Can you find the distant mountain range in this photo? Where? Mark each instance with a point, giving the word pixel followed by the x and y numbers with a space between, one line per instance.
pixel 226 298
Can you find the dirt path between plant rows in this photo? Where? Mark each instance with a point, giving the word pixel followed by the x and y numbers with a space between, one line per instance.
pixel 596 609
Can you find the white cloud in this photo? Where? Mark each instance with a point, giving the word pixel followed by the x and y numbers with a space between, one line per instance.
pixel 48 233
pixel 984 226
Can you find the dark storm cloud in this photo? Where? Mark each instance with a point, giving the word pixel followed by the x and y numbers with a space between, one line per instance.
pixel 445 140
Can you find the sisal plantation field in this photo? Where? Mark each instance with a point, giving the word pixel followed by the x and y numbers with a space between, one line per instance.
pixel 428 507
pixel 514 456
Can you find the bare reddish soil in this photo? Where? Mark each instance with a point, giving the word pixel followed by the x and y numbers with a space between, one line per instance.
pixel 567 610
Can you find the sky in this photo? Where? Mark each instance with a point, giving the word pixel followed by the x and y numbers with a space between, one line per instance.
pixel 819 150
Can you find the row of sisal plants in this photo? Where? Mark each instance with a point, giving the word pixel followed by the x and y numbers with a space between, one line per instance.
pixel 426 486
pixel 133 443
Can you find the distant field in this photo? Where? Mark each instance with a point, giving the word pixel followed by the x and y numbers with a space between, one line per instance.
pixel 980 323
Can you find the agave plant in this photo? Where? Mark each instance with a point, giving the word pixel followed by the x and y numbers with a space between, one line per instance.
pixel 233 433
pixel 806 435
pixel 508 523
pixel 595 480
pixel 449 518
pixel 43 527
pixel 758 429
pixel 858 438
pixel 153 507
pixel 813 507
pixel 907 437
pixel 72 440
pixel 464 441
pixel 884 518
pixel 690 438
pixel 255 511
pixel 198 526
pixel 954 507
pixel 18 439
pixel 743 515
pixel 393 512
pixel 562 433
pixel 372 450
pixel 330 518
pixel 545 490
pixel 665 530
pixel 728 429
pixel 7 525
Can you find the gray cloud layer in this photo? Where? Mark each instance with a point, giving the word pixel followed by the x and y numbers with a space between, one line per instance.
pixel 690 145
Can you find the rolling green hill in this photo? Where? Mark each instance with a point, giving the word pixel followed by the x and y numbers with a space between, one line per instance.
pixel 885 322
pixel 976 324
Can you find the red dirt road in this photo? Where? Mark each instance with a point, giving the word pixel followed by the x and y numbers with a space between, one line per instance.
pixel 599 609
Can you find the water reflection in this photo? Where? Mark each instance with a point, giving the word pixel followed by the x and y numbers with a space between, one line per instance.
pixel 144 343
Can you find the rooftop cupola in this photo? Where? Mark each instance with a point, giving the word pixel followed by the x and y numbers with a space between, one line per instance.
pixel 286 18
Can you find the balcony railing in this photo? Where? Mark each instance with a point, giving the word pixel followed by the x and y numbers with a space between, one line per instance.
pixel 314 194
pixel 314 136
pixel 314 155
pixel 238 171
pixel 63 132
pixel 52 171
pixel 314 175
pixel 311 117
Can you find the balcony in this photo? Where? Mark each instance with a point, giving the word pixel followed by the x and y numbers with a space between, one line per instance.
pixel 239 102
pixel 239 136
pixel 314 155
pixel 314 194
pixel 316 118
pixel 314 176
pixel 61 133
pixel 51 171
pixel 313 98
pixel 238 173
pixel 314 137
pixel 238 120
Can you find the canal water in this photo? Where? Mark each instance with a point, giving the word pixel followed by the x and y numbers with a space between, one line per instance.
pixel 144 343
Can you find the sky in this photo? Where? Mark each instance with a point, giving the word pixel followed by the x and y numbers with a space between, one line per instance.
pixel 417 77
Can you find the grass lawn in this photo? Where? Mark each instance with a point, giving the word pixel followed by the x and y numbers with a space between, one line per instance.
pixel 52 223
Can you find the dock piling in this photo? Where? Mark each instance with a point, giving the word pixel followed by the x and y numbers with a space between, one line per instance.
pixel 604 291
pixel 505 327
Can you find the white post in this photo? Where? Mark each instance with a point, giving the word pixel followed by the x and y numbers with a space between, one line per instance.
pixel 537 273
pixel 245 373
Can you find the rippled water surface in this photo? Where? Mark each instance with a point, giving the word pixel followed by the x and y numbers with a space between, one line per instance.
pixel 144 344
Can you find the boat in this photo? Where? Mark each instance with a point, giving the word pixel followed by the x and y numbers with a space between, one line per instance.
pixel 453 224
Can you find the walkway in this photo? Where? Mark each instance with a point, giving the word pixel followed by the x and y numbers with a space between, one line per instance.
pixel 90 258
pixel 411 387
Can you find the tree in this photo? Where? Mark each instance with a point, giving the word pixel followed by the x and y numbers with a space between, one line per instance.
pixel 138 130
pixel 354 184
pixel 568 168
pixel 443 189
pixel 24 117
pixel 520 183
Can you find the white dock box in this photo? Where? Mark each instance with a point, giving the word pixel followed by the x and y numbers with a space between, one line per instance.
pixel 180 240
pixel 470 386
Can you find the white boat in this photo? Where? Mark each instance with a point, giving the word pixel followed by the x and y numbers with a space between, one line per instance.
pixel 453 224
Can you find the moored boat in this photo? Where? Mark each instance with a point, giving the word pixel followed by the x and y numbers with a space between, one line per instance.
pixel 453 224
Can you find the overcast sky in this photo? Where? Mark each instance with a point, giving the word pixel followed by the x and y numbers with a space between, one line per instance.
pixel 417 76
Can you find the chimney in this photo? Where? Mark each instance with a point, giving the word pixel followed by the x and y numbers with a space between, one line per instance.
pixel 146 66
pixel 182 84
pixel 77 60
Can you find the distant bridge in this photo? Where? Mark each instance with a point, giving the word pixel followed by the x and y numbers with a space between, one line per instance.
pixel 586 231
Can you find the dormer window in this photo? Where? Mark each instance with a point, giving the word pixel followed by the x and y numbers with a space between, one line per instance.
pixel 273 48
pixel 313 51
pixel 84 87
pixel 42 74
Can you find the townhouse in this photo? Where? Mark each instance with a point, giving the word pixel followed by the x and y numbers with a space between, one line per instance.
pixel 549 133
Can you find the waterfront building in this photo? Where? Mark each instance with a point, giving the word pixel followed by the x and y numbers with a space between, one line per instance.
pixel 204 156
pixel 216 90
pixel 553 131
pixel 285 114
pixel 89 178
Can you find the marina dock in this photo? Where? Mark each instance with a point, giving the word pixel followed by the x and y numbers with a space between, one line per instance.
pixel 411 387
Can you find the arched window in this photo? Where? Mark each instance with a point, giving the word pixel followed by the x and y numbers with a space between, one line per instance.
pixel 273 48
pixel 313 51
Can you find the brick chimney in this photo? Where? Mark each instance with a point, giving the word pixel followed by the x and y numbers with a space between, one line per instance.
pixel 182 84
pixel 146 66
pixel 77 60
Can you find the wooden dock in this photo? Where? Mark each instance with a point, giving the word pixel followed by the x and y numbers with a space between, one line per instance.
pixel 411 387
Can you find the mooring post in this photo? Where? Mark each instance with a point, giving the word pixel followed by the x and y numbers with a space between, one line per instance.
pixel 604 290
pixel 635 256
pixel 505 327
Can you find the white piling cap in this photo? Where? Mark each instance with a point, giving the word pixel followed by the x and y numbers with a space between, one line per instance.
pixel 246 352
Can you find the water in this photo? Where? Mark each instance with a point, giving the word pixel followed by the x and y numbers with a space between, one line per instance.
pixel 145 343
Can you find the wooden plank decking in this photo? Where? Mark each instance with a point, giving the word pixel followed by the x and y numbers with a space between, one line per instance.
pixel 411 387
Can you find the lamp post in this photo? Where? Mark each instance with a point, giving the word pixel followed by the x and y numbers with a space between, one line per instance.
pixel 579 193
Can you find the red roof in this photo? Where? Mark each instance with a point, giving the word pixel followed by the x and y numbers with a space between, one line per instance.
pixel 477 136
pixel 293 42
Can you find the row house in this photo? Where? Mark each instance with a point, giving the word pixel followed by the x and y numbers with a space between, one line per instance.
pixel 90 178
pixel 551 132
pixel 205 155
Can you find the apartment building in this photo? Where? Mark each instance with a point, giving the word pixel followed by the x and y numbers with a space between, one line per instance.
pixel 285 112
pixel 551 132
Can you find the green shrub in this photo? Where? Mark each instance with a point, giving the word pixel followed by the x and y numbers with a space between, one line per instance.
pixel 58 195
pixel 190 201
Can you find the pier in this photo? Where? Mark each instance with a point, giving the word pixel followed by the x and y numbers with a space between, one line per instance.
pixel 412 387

§ **Directions for this task**
Return exactly the lines from the line bearing "Can you find the pier" to the end of the records, inclusive of both; include no other lines.

§ **Result**
Can you find the pier in this photo? Where? Mark each instance with a point, giving the word pixel followed by the x and y numbers with a space between, one line per instance.
pixel 412 387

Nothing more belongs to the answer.